[AVAILABLE RECORDS — start]

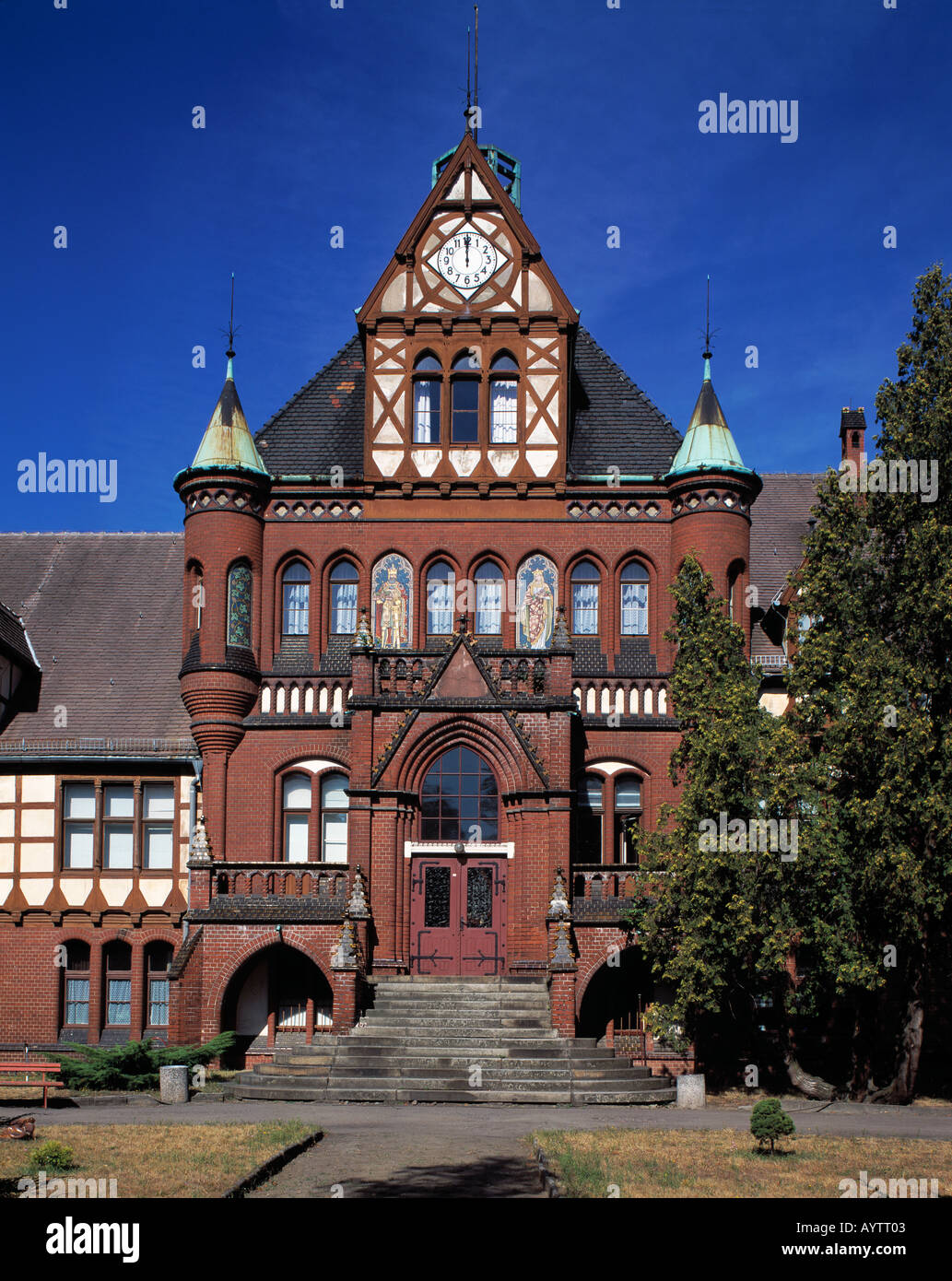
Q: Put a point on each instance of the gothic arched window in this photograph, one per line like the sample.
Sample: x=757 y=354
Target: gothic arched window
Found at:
x=459 y=800
x=240 y=605
x=344 y=600
x=440 y=592
x=465 y=397
x=295 y=600
x=488 y=600
x=584 y=600
x=504 y=398
x=427 y=388
x=634 y=600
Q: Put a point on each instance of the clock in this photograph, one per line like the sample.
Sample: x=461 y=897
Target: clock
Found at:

[AVAILABLE RECORDS — finish]

WHAT TO WORK ON =
Would you transcribe all of the entries above exactly, minus the images?

REPLY =
Q: Put a point on each instance of the gothic arched window in this photograph, one per line like the sample.
Sample: x=757 y=354
Target: gothic arched window
Found at:
x=459 y=800
x=240 y=605
x=344 y=600
x=440 y=592
x=465 y=397
x=295 y=600
x=488 y=600
x=584 y=600
x=504 y=398
x=427 y=388
x=634 y=600
Q: Put a point on each instance of the clock in this photograph, one per line like the sample.
Sample: x=461 y=897
Target: clock
Found at:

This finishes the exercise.